What needs to be done: Print the following entries without any change.

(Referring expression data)
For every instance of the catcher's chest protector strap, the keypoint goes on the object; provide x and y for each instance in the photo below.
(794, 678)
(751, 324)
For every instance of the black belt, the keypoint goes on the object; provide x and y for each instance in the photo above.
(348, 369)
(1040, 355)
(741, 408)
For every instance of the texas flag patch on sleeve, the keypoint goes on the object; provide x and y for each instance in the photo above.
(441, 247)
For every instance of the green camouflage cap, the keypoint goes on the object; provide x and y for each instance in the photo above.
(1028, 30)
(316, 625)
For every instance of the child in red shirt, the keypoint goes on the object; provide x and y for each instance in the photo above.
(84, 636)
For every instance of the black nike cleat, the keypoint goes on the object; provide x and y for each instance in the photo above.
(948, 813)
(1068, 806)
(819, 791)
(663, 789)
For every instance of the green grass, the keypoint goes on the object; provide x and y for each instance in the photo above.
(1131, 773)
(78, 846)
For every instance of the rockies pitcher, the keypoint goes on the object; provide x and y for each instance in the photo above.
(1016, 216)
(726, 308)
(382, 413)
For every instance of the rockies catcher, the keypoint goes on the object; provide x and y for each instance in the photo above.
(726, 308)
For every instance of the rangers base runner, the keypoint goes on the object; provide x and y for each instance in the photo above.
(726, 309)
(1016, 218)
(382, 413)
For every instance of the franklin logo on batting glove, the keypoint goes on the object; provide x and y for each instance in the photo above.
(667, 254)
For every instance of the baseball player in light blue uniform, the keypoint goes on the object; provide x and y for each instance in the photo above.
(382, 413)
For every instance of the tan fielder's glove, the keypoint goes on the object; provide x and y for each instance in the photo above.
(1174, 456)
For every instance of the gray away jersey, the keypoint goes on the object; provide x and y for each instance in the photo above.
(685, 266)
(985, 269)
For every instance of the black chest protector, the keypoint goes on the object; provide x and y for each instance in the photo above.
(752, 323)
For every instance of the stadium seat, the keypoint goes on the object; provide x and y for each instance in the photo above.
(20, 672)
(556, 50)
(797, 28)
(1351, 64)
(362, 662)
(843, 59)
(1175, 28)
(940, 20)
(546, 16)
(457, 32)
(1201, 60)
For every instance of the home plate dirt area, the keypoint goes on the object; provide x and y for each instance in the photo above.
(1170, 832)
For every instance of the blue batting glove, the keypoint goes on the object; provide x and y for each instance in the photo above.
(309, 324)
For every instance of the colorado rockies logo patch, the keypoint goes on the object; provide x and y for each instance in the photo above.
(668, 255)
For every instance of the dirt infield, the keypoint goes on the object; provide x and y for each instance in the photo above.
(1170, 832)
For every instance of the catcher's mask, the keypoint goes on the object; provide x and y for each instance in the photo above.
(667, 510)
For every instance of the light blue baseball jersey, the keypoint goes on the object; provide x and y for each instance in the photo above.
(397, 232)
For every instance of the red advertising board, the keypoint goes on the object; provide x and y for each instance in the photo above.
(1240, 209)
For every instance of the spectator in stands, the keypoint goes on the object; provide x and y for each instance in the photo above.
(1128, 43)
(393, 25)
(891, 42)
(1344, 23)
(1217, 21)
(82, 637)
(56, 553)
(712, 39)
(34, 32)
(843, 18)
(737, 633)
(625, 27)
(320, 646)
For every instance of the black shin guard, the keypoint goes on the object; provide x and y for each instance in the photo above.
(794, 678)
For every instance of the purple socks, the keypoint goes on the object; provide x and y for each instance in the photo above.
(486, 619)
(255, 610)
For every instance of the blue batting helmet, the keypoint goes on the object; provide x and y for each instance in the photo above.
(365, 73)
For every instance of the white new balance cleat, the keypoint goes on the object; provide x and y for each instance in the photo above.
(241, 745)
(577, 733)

Answer to this problem:
For every instance of the catcher's chest protector strap, the keypoint goes on the object; provide x and y for each instance in the photo below.
(794, 678)
(751, 324)
For every instance of the black belt, the keypoint goes on the object; provide x and y for each instance in the photo above.
(348, 369)
(1040, 355)
(741, 408)
For every instance of the texas flag patch on sleeve, the keypoint goes on the object; provide x and y for each instance in the photo above.
(441, 247)
For every instance of the green camouflage cap, the keypoint goes on the object; provide x and y for each instance in the photo above.
(1028, 30)
(316, 625)
For every instance of the child in red shirt, the keypoint goes on the object; provide x and y for each instance in the photo above.
(84, 636)
For every instance of the black nike cleat, the keypoint goes on the object; provide x and y for each instance in the photo above.
(948, 813)
(1068, 806)
(819, 791)
(663, 789)
For every instance of the green grass, the keypoint goes on the object; provide x and y for each instance in the photo above.
(1131, 773)
(78, 846)
For every instance of the rockies pitcher, the keypoint goes on the object; provide x and y for each instance in the photo above.
(1016, 216)
(726, 308)
(382, 413)
For every instance of the rockies catcher, the keypoint goes on the object; provide x and y for each instance in the photo above.
(726, 308)
For every instance of the rangers base runner, the keypoint goes on the object; provide x and y for each instance in the photo above.
(726, 309)
(1016, 218)
(382, 413)
For every instance of the franklin logo on batting glove, the keypoint goes on the object; provide x and y for each instance in the photo above.
(667, 254)
For every instance of the baseball player in light blue uniform, the keypoint goes on the object; provide x and y for each instance in the photo above.
(382, 413)
For every instance of the tan fielder's glove, the keypoint goes on the object; provide x and y for each instance in the photo above.
(1174, 456)
For every instance of the gray away jersey, the keypoint goes on the object; provide x and y for each instance in the photo above.
(685, 266)
(985, 269)
For every instance of the black chest protector, the keypoint goes on the object; provide x and y for each instance in the photo above.
(752, 323)
For every instance of the stadium seat, the keypoint goes on the object; provide x and y for each instance in the photo above.
(20, 672)
(556, 50)
(797, 28)
(1351, 64)
(362, 662)
(843, 59)
(1175, 28)
(940, 20)
(546, 16)
(457, 32)
(1201, 60)
For every instance of the home plate dirt area, the keypoint goes on the object; provide x and y for each instance in the photo above.
(1170, 832)
For every instance of the blue batting glove, the keypoint goes on the object; provide x and y for each instance in the photo above.
(309, 324)
For every instance of the colorado rockies logo patch, the keypoint goes on the object; provide x and y for each instance in the photo above.
(668, 255)
For every instance of the dirt infield, the keypoint goes on the object; provide x and y for each instance in the photo above.
(1170, 832)
For every instance of the catcher's mask, the keypoint goes on the object; provide x and y for each instance in the photo above.
(667, 510)
For every instance of the light blue baseball jersey, the keypoint goes on the object; provide x and y for each instance in the photo above.
(397, 232)
For every instance of the red advertising board, the keypoint goes on the object; provide x and y for each instance in the photo above.
(1240, 209)
For every instance of the spectator in stands, the keypoint goes on the object; provide x and y for each instance in the photo above.
(1128, 43)
(393, 25)
(891, 42)
(1344, 23)
(1217, 21)
(82, 637)
(56, 553)
(712, 39)
(34, 32)
(843, 18)
(737, 633)
(625, 27)
(320, 646)
For every instance of the black shin guard, the keypoint goes on the object; provide x and y for each instance in the photo above.
(794, 678)
For every instance of the purple socks, the keypoint goes on the object; provide x and y for each instance in the photo above.
(486, 619)
(255, 610)
For every instance of the blue batting helmet, the keypoint goes on the object; provide x and y for each instance in the photo above.
(365, 73)
For every instance of the white new balance cleat, the keypoint goes on the object; provide x and y for each instance in the photo above.
(241, 745)
(577, 733)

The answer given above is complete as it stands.